━━━━━ Records provided

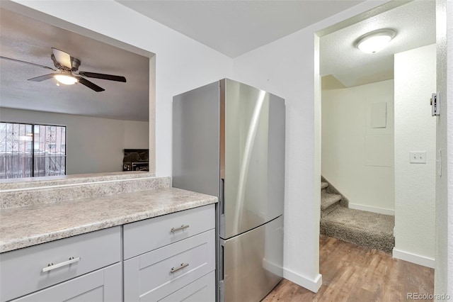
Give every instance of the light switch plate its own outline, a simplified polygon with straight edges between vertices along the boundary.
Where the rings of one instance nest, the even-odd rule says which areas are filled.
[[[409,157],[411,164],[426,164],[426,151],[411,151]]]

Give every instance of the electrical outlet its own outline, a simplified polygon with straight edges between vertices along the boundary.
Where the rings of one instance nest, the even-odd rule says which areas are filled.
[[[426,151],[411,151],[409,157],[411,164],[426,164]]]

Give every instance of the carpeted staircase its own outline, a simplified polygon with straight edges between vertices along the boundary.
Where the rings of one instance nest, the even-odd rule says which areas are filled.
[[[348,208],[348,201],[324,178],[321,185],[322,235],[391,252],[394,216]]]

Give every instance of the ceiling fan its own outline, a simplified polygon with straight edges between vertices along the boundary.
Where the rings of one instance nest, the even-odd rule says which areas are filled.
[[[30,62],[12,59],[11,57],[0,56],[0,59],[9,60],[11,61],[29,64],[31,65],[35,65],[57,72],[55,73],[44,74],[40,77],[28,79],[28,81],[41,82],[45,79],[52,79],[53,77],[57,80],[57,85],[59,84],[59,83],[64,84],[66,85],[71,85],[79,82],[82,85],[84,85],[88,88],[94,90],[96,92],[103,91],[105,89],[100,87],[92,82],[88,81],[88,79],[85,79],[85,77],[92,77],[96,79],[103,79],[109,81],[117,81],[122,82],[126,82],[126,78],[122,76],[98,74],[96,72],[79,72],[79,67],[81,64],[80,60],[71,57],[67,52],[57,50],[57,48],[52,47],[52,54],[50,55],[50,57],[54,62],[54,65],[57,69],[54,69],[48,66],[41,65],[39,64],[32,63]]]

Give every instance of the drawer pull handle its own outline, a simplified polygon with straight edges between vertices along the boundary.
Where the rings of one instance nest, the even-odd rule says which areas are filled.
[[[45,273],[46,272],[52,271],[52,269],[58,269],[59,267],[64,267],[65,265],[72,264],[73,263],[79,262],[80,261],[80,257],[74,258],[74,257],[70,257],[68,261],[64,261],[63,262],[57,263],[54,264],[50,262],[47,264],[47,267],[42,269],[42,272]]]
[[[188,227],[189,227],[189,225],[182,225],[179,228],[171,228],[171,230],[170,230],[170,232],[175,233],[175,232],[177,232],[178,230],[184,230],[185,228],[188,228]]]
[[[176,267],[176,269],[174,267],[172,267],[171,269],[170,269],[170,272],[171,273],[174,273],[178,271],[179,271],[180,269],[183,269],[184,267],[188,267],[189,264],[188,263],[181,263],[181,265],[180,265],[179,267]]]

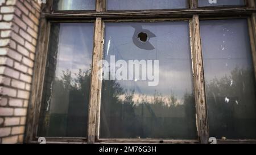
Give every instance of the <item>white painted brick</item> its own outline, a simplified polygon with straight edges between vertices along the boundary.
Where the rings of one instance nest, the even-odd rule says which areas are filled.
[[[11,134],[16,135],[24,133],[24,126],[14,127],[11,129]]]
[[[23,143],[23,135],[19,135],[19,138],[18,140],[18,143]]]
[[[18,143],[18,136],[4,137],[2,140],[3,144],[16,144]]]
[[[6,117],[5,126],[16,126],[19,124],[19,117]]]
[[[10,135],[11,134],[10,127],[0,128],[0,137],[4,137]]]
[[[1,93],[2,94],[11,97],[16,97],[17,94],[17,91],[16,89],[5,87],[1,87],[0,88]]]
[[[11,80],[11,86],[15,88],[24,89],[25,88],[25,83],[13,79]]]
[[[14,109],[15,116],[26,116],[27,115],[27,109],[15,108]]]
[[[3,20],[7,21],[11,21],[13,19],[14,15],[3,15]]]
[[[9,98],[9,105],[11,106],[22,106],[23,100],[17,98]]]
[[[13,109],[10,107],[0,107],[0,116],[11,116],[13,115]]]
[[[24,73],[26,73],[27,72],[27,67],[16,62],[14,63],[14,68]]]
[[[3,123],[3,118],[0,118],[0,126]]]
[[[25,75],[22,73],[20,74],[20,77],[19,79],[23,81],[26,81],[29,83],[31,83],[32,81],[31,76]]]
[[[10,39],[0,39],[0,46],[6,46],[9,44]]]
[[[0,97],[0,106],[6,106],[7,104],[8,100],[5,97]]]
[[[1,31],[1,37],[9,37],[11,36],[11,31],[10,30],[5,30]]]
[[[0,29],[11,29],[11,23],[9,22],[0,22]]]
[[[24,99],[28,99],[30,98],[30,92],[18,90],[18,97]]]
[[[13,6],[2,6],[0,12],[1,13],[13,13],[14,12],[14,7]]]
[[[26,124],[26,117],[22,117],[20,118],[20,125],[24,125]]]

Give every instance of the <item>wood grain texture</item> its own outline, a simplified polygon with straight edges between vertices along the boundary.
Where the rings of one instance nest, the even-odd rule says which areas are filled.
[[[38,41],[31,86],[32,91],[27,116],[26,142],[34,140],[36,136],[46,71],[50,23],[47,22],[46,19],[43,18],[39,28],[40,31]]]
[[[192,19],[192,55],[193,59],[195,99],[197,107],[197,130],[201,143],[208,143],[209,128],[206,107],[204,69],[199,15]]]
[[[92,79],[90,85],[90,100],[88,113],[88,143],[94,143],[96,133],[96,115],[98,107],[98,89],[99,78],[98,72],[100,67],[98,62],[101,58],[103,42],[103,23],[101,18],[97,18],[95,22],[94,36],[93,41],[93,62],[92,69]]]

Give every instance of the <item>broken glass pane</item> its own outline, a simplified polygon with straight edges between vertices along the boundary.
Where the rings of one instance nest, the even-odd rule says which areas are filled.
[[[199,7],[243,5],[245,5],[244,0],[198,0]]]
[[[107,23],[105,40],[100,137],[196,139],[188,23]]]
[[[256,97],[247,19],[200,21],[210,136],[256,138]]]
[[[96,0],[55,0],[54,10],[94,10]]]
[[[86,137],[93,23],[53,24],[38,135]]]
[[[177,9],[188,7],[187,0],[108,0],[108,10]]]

━━━━━━━━━━

● Short problem
Copy the lines from the one containing "Give every instance of the electrical" up to and including the one containing "[[[426,151],[411,151],[409,157],[411,164],[426,164]]]", keeping the request text unchanged. In the answer, multiply every polygon vertex coordinate by 1.35 and round each result to a whole number, with halves rounded up.

● Finished answer
Give every instance of the electrical outlet its own outline, a simplified polygon with straight edges between vertices along the boundary.
Where the rings of one instance nest, the even-odd rule says which areas are filled.
[[[575,204],[555,204],[552,212],[555,221],[575,221]]]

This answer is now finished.